* **Items listed in a dataset**
# # # # #

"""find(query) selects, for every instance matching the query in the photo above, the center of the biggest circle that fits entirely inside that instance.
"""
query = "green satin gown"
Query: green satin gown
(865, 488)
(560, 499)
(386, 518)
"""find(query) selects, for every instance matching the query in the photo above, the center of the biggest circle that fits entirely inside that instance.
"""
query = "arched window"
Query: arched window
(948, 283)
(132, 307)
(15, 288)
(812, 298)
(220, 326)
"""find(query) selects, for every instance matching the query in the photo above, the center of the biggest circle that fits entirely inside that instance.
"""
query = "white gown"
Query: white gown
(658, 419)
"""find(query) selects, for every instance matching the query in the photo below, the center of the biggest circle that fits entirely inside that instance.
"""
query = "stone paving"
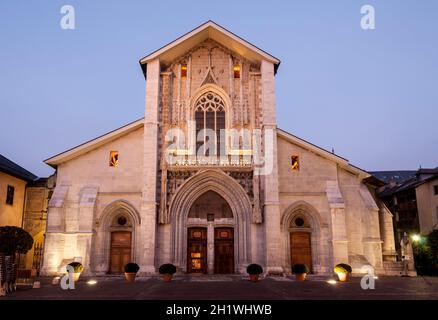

# # # # #

* **Stated goal**
Reproduce the lines above verbatim, starting at the line that contains "photo below, the" and ending at the final line, with both ends included. Omit any pictures from your reproduction.

* **The output**
"""find(query) selects, for every instance matching the query in the photo below, the center of the biggest circle that fits entirely inside that instance.
"""
query = "stone paving"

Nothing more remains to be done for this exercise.